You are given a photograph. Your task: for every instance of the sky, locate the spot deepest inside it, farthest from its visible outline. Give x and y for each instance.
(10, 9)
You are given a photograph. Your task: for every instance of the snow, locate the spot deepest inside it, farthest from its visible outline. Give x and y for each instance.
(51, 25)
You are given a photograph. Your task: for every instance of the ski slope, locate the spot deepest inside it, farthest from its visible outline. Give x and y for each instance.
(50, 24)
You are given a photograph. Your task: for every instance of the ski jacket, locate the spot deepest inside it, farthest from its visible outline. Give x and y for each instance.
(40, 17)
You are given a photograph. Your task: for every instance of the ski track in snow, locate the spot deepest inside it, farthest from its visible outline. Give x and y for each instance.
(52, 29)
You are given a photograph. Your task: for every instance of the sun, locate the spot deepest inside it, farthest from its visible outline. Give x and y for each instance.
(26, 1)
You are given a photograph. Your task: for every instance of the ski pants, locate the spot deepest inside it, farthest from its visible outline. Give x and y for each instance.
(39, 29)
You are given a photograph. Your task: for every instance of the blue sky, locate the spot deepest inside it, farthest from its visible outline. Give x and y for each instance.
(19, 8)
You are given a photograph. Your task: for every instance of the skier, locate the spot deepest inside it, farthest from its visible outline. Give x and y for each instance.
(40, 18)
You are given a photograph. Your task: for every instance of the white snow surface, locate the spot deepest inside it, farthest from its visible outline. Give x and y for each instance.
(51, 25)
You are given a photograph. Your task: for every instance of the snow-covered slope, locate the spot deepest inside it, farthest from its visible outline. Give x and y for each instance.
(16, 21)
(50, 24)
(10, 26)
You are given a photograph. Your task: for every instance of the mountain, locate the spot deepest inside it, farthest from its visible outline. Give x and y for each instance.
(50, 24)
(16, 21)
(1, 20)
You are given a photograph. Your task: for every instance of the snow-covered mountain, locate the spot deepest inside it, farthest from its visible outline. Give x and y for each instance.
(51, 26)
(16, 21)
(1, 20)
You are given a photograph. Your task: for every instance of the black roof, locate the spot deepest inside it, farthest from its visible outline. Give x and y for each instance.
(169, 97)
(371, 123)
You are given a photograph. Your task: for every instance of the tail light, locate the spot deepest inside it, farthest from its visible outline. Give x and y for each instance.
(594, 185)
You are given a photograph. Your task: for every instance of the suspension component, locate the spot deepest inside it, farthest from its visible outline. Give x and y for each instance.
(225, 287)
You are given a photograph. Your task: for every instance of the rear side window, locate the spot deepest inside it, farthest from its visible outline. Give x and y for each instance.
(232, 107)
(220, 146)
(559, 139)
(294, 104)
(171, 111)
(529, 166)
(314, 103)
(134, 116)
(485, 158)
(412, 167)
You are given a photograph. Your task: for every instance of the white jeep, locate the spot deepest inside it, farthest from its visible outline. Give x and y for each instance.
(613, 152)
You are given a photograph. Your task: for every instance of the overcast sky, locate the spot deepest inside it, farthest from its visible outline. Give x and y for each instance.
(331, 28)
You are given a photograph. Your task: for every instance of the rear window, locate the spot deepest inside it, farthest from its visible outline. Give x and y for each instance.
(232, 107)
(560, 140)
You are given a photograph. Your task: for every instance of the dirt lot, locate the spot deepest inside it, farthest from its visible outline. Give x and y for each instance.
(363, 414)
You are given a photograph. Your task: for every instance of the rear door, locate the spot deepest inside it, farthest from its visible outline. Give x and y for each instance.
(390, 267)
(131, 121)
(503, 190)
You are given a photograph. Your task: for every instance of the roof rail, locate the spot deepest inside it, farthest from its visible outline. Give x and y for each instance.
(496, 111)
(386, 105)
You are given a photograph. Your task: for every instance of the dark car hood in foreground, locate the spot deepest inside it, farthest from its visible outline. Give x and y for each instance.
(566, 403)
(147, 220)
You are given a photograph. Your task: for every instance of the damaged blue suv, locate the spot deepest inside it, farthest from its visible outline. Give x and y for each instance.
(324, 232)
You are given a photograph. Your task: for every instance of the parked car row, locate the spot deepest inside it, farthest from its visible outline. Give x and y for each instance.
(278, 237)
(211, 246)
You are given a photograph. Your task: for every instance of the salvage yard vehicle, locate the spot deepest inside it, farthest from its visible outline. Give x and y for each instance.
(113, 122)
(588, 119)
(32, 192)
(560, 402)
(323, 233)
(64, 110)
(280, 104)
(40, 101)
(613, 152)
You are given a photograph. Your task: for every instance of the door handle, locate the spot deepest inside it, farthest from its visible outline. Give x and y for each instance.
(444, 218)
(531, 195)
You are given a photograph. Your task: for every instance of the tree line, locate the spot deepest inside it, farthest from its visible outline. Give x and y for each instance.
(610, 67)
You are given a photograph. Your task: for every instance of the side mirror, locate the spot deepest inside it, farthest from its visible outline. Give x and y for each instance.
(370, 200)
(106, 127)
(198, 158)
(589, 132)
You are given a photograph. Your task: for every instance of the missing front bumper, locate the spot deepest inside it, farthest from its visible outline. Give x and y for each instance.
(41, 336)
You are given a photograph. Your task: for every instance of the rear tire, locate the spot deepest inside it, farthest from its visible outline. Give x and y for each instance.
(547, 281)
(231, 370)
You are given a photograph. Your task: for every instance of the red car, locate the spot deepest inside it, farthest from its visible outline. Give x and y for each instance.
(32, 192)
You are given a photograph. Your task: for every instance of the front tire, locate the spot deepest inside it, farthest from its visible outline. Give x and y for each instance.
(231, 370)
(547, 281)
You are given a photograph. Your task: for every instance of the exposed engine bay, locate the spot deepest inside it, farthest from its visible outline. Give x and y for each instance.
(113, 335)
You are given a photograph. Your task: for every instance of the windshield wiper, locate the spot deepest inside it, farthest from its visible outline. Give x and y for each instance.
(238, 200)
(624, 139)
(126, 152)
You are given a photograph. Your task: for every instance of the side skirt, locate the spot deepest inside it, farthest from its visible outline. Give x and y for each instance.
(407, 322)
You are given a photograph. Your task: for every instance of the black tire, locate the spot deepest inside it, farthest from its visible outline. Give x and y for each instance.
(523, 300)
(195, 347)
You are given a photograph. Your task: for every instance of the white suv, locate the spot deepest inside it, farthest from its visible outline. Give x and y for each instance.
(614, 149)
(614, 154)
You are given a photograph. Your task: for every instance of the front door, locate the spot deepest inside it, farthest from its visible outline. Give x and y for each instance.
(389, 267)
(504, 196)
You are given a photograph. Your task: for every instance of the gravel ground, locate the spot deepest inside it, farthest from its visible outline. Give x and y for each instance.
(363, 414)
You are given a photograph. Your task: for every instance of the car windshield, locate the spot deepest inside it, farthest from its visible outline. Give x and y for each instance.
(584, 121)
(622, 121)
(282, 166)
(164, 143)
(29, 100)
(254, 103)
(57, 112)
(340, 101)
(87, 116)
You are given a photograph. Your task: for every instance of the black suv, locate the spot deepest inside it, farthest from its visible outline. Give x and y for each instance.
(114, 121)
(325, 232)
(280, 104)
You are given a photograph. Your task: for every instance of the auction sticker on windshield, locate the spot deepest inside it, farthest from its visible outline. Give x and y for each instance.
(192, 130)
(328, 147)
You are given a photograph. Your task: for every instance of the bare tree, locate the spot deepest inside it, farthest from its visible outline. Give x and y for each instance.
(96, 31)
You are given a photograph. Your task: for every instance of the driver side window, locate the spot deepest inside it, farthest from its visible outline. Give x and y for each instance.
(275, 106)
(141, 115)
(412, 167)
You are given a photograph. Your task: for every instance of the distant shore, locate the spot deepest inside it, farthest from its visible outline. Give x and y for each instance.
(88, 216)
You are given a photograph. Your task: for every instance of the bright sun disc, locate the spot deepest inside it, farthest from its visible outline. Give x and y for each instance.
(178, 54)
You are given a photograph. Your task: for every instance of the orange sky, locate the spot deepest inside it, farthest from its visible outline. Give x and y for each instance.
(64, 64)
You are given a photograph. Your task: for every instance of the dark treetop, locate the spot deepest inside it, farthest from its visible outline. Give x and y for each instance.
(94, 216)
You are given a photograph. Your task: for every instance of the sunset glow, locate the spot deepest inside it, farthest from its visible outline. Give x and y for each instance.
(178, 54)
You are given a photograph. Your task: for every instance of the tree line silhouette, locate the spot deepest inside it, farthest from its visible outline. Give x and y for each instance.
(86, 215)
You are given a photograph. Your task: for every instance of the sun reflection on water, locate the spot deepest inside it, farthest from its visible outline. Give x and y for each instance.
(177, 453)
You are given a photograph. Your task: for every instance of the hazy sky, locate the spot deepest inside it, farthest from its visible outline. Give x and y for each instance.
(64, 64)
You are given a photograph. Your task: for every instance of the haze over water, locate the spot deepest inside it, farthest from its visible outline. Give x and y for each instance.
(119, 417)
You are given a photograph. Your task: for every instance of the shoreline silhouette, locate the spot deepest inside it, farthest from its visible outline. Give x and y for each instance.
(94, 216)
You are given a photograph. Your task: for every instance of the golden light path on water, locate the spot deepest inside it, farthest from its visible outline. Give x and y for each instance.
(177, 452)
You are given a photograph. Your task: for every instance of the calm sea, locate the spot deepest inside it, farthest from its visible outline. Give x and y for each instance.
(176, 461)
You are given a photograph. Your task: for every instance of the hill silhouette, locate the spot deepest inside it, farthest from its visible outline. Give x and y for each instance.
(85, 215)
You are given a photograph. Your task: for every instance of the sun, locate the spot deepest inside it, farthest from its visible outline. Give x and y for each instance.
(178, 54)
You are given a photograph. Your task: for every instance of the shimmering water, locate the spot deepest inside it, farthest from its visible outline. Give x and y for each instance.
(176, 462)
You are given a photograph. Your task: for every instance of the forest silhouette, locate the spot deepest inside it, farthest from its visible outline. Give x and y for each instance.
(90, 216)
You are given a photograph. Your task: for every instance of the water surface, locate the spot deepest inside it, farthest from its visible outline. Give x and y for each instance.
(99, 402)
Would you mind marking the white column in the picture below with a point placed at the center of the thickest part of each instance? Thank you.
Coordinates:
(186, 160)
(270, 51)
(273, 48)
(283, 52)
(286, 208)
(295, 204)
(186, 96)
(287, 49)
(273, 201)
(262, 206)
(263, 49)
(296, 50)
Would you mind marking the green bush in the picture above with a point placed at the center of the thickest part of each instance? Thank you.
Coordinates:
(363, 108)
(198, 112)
- - - - - - -
#### Task to complete:
What lines in the material above hold the word "part"? Pull them out.

#### Result below:
Would you mind marking the white column in the picture below with a point placed at the center of the thickest part of each instance? Thank you.
Would you mind marking the green bush in the picture above with a point placed at the center of the thickest part of each instance? Thank you.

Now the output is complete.